> [TASK BRIEF] Every entry must be output exactly as it is written.

> [GIVEN INFORMATION]
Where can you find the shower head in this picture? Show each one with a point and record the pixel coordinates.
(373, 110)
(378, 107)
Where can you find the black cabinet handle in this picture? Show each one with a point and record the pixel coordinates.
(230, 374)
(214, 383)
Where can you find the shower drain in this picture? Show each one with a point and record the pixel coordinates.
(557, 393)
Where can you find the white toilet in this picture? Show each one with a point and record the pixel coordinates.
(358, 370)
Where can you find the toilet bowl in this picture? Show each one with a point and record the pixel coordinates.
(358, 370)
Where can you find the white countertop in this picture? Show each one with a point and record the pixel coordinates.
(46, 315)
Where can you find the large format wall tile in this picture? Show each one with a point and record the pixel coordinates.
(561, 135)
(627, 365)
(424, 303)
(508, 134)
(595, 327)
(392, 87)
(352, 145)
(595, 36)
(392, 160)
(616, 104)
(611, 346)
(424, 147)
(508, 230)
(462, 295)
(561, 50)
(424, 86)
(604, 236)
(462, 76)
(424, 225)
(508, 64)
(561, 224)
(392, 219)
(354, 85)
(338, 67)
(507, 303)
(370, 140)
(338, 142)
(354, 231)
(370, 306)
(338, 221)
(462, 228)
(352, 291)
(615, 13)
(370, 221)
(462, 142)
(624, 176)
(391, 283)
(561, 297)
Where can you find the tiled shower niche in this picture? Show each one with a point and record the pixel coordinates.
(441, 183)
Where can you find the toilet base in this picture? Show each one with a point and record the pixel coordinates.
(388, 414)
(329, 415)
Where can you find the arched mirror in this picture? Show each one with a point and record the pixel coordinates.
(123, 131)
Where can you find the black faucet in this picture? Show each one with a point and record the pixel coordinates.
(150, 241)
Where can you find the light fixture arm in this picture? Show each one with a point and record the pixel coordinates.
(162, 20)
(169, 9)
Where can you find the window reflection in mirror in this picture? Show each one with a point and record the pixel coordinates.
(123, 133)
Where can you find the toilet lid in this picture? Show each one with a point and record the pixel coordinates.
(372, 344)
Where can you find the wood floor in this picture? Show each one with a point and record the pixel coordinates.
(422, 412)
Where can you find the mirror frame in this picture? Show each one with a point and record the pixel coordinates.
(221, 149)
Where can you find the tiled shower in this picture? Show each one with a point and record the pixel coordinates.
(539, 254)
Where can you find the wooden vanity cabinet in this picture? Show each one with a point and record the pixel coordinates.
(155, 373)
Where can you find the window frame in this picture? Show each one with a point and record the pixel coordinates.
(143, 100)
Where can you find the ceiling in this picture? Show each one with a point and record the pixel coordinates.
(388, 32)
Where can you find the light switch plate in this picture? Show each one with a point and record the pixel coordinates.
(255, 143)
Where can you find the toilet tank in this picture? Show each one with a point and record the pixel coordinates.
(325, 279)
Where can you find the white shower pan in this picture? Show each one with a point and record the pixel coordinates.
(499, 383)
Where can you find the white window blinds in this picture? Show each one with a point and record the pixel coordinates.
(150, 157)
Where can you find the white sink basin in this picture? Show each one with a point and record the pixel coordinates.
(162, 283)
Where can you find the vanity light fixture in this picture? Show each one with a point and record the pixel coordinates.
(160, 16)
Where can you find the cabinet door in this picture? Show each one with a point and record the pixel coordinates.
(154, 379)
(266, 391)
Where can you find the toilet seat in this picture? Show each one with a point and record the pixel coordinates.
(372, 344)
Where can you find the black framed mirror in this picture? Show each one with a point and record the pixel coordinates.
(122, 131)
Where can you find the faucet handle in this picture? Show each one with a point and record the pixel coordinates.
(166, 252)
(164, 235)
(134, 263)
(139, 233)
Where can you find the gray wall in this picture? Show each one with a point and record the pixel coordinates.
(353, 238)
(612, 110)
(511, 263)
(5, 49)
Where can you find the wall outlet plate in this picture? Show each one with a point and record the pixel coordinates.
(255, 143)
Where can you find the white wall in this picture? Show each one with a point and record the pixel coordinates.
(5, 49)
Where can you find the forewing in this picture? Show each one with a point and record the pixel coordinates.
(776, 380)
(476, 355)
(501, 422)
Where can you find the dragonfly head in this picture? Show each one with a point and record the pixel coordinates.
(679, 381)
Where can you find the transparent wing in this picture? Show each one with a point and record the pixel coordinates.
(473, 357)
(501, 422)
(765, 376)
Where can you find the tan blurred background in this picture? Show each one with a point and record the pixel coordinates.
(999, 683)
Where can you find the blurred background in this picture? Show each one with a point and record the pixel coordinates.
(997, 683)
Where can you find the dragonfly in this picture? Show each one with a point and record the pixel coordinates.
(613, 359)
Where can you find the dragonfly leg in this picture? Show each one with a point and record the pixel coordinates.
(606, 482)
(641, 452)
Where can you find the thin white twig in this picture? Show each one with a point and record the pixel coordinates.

> [FINISHED EXERCISE]
Where can you find the shower head in this picture? Show each one with a point and record the pixel coordinates.
(373, 110)
(378, 107)
Where can you find the black cabinet handle in this picture? Show each one with a point and record the pixel coordinates.
(230, 374)
(214, 383)
Where can you find the shower drain in this picture? Show each one with a point and record the pixel coordinates.
(557, 393)
Where can you find the white toilet in this picture? Show each one with a point and record the pixel coordinates.
(358, 370)
Where can you find the toilet bowl in this picture? Show each one with a point and record the pixel coordinates.
(358, 370)
Where can you find the white countertop in this picture? Show each one with a point and record the pixel coordinates.
(46, 315)
Where can you find the large format wall tile in this picture? Show each one with a point and record the pixel coordinates.
(561, 135)
(627, 365)
(424, 303)
(508, 134)
(595, 327)
(392, 87)
(352, 145)
(595, 36)
(392, 160)
(616, 104)
(611, 346)
(424, 147)
(508, 230)
(462, 295)
(561, 50)
(424, 86)
(604, 236)
(462, 76)
(424, 225)
(508, 64)
(561, 224)
(392, 219)
(354, 85)
(338, 67)
(507, 303)
(370, 140)
(338, 142)
(354, 231)
(370, 306)
(338, 221)
(462, 228)
(352, 291)
(615, 13)
(370, 221)
(462, 142)
(624, 176)
(391, 283)
(561, 297)
Where can you find the tiled shower niche in this picture? Show each one with a point and record the pixel coordinates.
(441, 183)
Where can you find the toilet base in this picture? Show each one with a point and record the pixel coordinates.
(388, 414)
(329, 415)
Where can you find the arched mirror in this picture? Show each one with a point and record the pixel coordinates.
(123, 131)
Where can you find the black faucet in this picture? Show each one with a point and record the pixel coordinates.
(150, 241)
Where can you find the light fixture arm in this picture? Show each one with a point and record the pixel coordinates.
(162, 20)
(169, 9)
Where can you find the window reflection in mirror in this picture? Show each one with a point and record the pixel coordinates.
(123, 133)
Where can you find the toilet lid in this picture? Show each one with a point and record the pixel coordinates.
(372, 344)
Where can you find the wood floor in this picture? Show each one with a point and record the pixel coordinates.
(422, 412)
Where can you find the mirror frame in this picture? Show each one with a point and record the pixel coordinates.
(221, 149)
Where can you find the tiled shower in this picture? Show each one with a point and record the pixel coordinates.
(539, 254)
Where can you find the wooden vanity cabinet in this picture? Show each one with a point and record the pixel coordinates.
(155, 373)
Where can you find the window frame in this picture? Show each one with a point and record the pixel coordinates.
(143, 100)
Where can you find the ceiling in this picture? Show each one with a point and record the pixel coordinates.
(388, 32)
Where can you find the light switch plate in this picture? Show each one with a point and record the pixel coordinates.
(255, 143)
Where can you find the toilet tank in this picture? Show each one with a point and record the pixel coordinates.
(325, 279)
Where can you find the white shower pan in this picture? Show each one with a point and record the pixel coordinates.
(499, 383)
Where can you find the white window blinds in this picture? Show each one with a point and record the pixel coordinates.
(150, 157)
Where can you find the white sink basin in this picture? Show each one with a point and record the pixel coordinates.
(162, 283)
Where can you find the vanity light fixture in this picture? Show each one with a point and record the pixel coordinates.
(160, 16)
Where can you find the cabinet door in this picture? Show each one with a point and record the pixel coordinates.
(154, 379)
(266, 391)
Where can you find the toilet seat in this picture? Show each one with a point and record the pixel coordinates.
(372, 344)
Where can you find the black framed mirror in this picture? Show each one with a point and record the pixel coordinates.
(122, 131)
Where can you find the faucet handle in this picture? Show each one with a point and record the pixel coordinates.
(166, 252)
(164, 235)
(134, 263)
(139, 233)
Where can you find the gray wall in this picture? Show each one with a point and record the pixel coordinates.
(353, 238)
(612, 110)
(511, 263)
(5, 49)
Where can you find the wall outlet plate in this picture? Show each one with a point and record the pixel coordinates.
(255, 143)
Where can you find the white wall in this picture? Show each one with a point and record the pixel coordinates.
(5, 49)
Where can you find the forewing in this picture? Show each one with a point and record the pixel coordinates.
(776, 380)
(476, 355)
(501, 422)
Where can you find the dragonfly head in this picture? Show each one with a point and record the pixel coordinates.
(679, 381)
Where can you find the transparent wing in this picture? Show each one with a point and record the pixel coordinates.
(473, 357)
(501, 422)
(765, 376)
Where can you find the tan blurred background in this picture? Show each one with a point and record the pixel coordinates.
(999, 683)
Where can you find the blurred background in this picture? Show each one with a point and record the pixel coordinates.
(997, 683)
Where can you find the dragonfly in this picture? Show each one with a point and record the pixel coordinates.
(613, 359)
Where can you find the dragonfly leg in this picture? Show each one with a point and record the pixel coordinates.
(606, 482)
(641, 452)
Where can you find the thin white twig in this picture? Show each one with a point and record the pixel coordinates.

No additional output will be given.